TASK GOAL>
The records underneath are to be repeated exactly, with the pictures left out.

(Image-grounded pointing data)
======

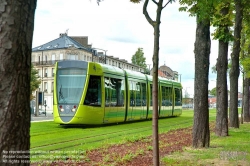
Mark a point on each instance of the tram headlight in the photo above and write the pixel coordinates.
(74, 108)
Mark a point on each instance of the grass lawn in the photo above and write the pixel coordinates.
(52, 141)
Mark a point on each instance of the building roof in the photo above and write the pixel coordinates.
(62, 42)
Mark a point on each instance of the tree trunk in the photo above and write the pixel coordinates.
(246, 100)
(156, 26)
(201, 134)
(234, 71)
(221, 127)
(17, 22)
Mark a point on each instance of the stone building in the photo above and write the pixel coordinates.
(67, 47)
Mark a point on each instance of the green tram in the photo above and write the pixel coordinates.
(94, 93)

======

RESULT BELOW>
Mark a point on each instance of the tram headlight in the photo above and write the pixel coordinates.
(74, 108)
Mark a point on each instance of the grass lawn in the photo above and write the pixel coordinates.
(52, 141)
Mark a point on each instance of the building roof in the photo above and write the pixel coordinates.
(62, 42)
Mark a point on each instance of the tree trunk in the photo above and write the pixel coordinates.
(246, 100)
(156, 26)
(201, 134)
(234, 71)
(221, 127)
(17, 22)
Mark a point on each instance of the stone building in the photo above and write the pixel coordinates.
(67, 47)
Mark a point on each instance of the green tram in the photo above and write the pixel coordinates.
(94, 93)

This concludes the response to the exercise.